SET EXERCISE: Write out again only the lines running from the one that contains "For the evaluation set, point out every instance of the roof" to the end of the records below, including both the first and the last.
>> start RECORD SET
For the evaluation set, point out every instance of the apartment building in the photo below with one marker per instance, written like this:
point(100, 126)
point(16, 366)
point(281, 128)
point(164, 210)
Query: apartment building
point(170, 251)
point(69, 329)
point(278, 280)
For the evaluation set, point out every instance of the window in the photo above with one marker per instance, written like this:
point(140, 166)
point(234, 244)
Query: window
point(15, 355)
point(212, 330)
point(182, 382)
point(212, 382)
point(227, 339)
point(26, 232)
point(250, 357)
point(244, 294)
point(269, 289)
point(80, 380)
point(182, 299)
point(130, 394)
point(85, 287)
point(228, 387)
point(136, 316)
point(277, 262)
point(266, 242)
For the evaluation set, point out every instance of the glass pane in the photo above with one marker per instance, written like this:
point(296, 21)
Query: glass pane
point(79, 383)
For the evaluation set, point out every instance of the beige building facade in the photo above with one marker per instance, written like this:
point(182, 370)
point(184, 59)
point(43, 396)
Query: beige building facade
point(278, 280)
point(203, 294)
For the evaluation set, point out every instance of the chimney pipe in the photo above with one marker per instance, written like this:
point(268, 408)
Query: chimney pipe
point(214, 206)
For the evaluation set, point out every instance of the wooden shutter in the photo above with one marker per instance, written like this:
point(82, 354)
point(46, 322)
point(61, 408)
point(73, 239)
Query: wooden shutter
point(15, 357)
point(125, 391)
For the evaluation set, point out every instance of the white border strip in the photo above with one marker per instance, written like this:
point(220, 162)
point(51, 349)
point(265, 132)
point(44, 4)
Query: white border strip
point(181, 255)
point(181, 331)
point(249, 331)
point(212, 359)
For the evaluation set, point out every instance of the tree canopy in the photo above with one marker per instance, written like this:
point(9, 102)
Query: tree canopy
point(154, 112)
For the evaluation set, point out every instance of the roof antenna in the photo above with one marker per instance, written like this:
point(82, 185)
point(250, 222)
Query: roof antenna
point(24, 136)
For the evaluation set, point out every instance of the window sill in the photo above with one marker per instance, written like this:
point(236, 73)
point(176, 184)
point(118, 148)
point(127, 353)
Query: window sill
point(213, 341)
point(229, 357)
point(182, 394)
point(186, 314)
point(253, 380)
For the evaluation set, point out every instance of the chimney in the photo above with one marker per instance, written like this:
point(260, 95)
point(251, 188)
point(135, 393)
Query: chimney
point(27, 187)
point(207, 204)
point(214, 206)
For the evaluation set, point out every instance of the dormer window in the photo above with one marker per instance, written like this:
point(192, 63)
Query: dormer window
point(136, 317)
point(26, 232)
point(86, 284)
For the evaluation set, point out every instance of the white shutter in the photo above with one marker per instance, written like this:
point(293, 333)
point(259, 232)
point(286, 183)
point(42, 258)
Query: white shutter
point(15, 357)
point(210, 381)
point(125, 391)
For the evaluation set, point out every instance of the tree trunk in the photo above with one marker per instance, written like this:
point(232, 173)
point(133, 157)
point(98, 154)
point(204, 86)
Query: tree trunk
>> end RECORD SET
THE RESPONSE:
For the evaluation set, point out every instance of the roof antenna in the photo above with one marker per instance, written like this:
point(82, 185)
point(250, 222)
Query: roof antenna
point(24, 136)
For the evaluation set, point out every instance of the window sill in the photo above with one marker per instance, written like this:
point(236, 73)
point(176, 184)
point(118, 148)
point(127, 353)
Query: window sill
point(213, 341)
point(229, 357)
point(182, 394)
point(186, 314)
point(253, 380)
For the evaluation set, point out every instance of the chimney in the photo above with one marker per instance, written like this:
point(260, 95)
point(251, 188)
point(135, 393)
Query: chimney
point(27, 187)
point(207, 204)
point(214, 206)
For the evaluation set, point out every instance of the dormer window in the photo above with one marker per instance, written like this:
point(192, 63)
Query: dormer window
point(136, 317)
point(26, 232)
point(86, 284)
For the evaluation set, point out every instance of the white shutter in the photo above with one marker per instance, written like this:
point(293, 333)
point(259, 232)
point(286, 183)
point(42, 258)
Query: white shutter
point(15, 357)
point(210, 381)
point(125, 391)
For the evaluation set, point out every instance of the tree trunk in the photo above with one marker per instance, written like this:
point(232, 173)
point(133, 157)
point(98, 154)
point(204, 86)
Query: tree trunk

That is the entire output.